**SELECTED TEXT:**
I realise now how short lived this is going to be. Two weeks more and he would be on his way for his new job. And that’s when I realised God’s purpose of this brief interaction between us. The friendship has always been about bus journeys. Come the weekend and we would be in our own lives. So I am not sure how far we would be in contact post this, but you shall always be remembered as my ‘bus friend’ and missed during the travel time.

Yet to click one together!

I am sure you all would be wondering this is only a part of the day that is covered in this, what about the in between time. That’s where my second and precious angel comes into picture. She isn’t the one I got introduced to recently. We have been friends or rather ‘via- friends’. Her name is Aditi, can be referred to as teddy bear :P We have been a part of common group of friends between me and my brother. And that’s how I know her. But today the Aditi I know is very different, the bond we share is one of the bestest and the times we share is the most fun filled. Today we dislike when people ask us how do you both know each other – and we have to talk about the ‘via’ friendship. We have become friends in ourselves.

She also works with Infosys but was a part of branch which was 44kms away from mine. For some reason she took one month transfer to my office and we ended up sharing the same cubicle. Till the time she came to my office, my floor people would have hardly heard my voice. All my team members use to be on other side of floor/different floor. Since she joined me in my cubicle, the entire floor hears our laughter, hi-fi’s and discussions. Every day she has been brining something new in my life. New learning’s, new thoughts, new ways of looking at things and lot more. I have got to read a lot of new things staying with her. We are now known for our long walks in and outside campus and power naps at desk and in dorms. Engrossed in talks, we would not realise how much we have walked or how much time we have spent. She has been angelic enough to accompany me during day so that I would not feel alone. She would study or finish her office work after I left from office. At the end of the day when I would be back home, I was good to have a peaceful sleep without much worry.

**SOURCE DATA:**
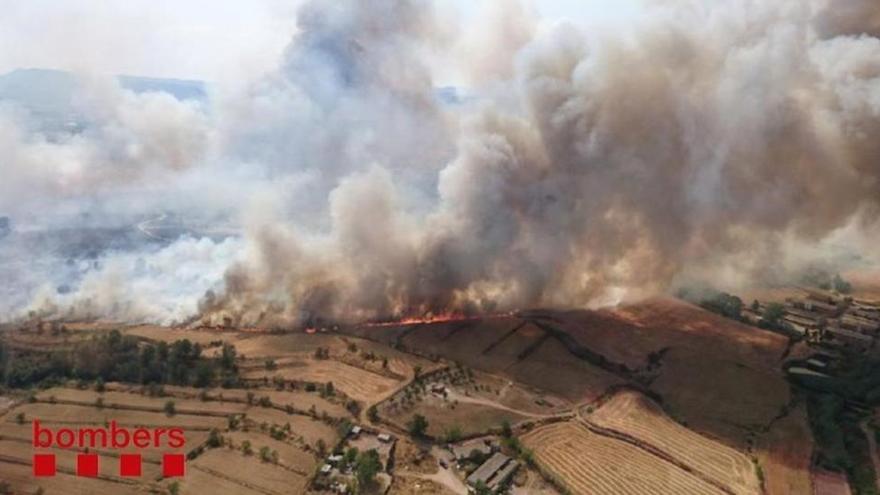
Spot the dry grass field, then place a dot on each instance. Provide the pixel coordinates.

**GIVEN EXERCISE A:**
Answer these questions from the passage about the writer's friends:
(i) How does the writer say the friend from the bus journeys will always be remembered?
(ii) What can Aditi be referred to as?
(iii) How far away was Aditi's branch from the writer's office?
**GIVEN EXERCISE B:**
Go on with the passage about the writer's friends, starting after its last sentence.
The listing isn't needed for any of this.

**WRITTEN ANSWER A:**
(i) As the writer's 'bus friend'.
(ii) A teddy bear.
(iii) 44 km.

**WRITTEN ANSWER B:**
She has seen all of me in these two months. My crazy side (which is at best with ) to my low side. She has seen tears in my eyes out of non- stop laughter to emotional tears. She has seen me changing and adapting to her crazy ways. One of these include the way we interact in washrooms :D We start off our discussions as strangers –
 ‘heyyy! It’s been long. I didn’t see you around. How have you  been?’
The responses would go on to fake onsite visits, the abroad travel with family and many other classy, posh and cheesy things we would want to do.
Initially I would react with the expression – ‘what the **** is wrong with you’ or I would start laughing. These days I pull it off and she’s amazed to see it.

We would start off from the desk because we had nothing constructive to do on work front. And end up spending hours together with ‘Away’ status on office communicator.  One talk to another, one incident sharing to other, one opinion to other, one belief to other…With so much ease I have disclosed most of myself to her in such a short span of time. Never did I have second thoughts in mind considering she’s first a friend of my brother.

Thanks to her we now somewhat have a youngsters group on campus. No more do I have to bear the office gossips or backbites at lunch table/chai breaks. I have people with similar thoughts to share table with and topics of our interest to discuss. The recent spiritual insight of her life has been mesmerizing. I owe it majorly to her for helping me in this not so good phase of my life. Like we believe everything has a purpose. And this entire turnout of events in last two months has been an affirmation of the same.

Again this is going to be short lived as soon she would be back to her old office. I wish she stay here for longer. I wish for her a special Christmas gift from Santa this year. Consider this as my way of thanking you on this Christmas eve teddy bear :)

That's my Addie  and fun times with her:)

Thank you to both of you for being the invisible hands in helping me sail by being with me during this time.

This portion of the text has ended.